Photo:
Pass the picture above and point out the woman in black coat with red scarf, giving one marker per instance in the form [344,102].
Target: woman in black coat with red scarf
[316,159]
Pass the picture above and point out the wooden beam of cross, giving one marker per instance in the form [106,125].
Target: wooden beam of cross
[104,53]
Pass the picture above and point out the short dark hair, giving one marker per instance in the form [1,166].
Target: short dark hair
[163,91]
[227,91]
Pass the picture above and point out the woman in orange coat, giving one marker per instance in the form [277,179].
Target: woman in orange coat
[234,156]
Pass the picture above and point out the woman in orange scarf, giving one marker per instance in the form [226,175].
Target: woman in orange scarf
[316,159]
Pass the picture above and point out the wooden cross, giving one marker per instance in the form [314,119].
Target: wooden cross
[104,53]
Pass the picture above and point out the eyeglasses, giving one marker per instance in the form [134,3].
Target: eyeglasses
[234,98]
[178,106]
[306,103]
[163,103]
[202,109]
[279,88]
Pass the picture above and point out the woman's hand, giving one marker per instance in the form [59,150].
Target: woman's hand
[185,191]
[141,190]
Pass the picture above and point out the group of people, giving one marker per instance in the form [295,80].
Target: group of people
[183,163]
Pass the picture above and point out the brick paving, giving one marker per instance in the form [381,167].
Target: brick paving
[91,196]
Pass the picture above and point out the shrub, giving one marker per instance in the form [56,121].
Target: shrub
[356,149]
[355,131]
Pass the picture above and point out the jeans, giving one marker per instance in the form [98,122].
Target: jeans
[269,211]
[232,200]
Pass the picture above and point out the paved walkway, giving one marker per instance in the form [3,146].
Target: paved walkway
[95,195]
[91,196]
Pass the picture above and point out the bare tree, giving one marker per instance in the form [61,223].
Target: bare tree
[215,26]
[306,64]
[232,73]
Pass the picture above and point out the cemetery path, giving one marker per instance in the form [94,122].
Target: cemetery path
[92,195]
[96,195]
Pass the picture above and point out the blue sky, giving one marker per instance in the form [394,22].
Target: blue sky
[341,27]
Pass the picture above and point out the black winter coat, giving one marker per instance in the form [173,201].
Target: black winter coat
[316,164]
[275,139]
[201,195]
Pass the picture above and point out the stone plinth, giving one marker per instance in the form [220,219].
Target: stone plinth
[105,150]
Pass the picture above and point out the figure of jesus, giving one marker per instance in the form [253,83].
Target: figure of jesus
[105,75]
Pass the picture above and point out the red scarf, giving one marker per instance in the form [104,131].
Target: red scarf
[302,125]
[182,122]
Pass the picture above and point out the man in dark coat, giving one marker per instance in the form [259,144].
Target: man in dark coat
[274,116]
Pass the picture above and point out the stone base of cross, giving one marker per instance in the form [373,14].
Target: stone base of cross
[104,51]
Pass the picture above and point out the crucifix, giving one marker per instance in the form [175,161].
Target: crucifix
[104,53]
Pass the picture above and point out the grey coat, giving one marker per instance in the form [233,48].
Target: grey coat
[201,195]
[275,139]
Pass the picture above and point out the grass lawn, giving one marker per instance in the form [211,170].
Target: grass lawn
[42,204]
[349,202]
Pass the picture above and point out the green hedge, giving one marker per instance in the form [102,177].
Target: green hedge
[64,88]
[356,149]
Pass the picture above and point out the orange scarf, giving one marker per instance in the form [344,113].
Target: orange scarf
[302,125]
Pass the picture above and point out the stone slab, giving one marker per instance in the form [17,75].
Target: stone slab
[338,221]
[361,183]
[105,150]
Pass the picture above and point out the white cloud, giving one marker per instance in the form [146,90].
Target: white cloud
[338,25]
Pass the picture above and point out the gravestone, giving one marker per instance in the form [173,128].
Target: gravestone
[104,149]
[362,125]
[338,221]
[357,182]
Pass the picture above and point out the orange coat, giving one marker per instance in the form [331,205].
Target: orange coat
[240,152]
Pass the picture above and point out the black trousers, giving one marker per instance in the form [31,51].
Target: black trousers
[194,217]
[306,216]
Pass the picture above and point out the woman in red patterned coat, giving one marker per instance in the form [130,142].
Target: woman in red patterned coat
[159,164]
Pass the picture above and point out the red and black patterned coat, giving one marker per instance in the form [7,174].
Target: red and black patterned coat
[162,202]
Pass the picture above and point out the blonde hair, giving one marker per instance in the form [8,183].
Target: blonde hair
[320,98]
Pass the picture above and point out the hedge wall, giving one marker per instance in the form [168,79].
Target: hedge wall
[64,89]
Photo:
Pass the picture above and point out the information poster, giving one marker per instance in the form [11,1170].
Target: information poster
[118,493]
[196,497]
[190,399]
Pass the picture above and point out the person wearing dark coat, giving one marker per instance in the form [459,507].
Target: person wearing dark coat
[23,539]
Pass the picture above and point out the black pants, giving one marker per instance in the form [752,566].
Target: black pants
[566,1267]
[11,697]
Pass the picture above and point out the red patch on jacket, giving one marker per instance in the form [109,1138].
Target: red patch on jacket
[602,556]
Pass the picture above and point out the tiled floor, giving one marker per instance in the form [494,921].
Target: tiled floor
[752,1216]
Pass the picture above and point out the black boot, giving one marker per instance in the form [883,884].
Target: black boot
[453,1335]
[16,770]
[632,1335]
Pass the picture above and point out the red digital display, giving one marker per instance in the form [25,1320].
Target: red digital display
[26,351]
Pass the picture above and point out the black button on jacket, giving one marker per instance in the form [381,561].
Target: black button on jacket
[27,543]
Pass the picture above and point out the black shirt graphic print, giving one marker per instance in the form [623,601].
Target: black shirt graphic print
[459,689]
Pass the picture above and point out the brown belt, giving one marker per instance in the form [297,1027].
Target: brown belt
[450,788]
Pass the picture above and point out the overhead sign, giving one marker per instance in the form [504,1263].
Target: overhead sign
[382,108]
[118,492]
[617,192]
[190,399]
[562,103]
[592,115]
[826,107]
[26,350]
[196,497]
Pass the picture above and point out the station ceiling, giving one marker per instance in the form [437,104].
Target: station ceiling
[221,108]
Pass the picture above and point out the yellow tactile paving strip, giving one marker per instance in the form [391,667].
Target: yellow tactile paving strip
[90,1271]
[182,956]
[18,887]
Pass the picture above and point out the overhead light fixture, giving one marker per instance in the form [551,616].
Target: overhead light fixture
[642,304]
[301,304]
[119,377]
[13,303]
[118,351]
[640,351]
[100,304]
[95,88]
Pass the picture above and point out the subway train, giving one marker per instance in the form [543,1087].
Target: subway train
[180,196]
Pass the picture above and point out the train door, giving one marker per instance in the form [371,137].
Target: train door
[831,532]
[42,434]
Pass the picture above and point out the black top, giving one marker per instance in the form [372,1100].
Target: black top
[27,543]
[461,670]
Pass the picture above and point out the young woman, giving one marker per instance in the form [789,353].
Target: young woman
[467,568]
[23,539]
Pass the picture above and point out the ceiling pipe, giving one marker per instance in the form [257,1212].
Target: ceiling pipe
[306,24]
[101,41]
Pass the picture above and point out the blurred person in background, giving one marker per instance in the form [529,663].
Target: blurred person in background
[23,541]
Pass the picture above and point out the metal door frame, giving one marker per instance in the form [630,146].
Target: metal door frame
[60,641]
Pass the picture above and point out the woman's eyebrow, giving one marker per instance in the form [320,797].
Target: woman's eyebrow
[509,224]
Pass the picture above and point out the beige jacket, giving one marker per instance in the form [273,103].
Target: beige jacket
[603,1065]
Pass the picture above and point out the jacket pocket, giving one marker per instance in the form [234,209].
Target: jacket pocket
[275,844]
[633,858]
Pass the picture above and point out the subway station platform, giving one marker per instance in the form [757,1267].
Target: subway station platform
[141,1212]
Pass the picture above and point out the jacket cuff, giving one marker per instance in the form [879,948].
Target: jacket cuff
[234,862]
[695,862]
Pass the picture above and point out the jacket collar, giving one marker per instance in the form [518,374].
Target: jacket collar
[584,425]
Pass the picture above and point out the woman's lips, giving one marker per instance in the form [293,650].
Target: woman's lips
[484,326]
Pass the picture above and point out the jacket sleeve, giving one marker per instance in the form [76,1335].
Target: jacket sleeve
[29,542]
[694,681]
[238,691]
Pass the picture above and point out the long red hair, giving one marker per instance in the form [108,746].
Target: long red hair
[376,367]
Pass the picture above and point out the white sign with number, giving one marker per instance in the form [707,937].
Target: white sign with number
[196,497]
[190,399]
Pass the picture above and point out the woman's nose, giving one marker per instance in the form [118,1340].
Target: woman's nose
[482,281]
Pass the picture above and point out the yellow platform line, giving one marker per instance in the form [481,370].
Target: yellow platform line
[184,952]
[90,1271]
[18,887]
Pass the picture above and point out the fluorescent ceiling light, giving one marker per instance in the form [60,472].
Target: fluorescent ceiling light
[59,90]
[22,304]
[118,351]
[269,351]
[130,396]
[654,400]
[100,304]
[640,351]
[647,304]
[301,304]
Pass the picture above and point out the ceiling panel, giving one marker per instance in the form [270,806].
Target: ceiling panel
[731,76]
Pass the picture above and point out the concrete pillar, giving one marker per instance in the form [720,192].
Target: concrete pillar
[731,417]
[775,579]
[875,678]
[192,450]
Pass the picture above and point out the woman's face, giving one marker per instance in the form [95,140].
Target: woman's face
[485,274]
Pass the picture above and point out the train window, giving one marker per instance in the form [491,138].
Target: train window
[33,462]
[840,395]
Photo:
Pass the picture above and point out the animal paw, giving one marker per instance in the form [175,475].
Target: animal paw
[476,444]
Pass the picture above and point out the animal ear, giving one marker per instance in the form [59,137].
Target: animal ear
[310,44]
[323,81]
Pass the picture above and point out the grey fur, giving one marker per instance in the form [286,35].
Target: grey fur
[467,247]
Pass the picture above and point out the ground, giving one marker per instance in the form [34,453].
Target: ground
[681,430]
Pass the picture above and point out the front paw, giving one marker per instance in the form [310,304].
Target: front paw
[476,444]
----
- [WORK REQUIRED]: Print, with no changes, the stretch from the line containing "Pass the picture above and point out the grey fur, giving" through the end of the material, including both of those ends.

- [TASK RESULT]:
Pass the picture above and point out the grey fur, giving one marker per instance in the form [286,35].
Target: grey fur
[467,247]
Pass the picture above and point out the ground, giving one marker per instance in the form [34,453].
Target: ground
[681,430]
Pass the picture above and point out the front paw, giving one marker per instance in the form [310,304].
Target: front paw
[476,444]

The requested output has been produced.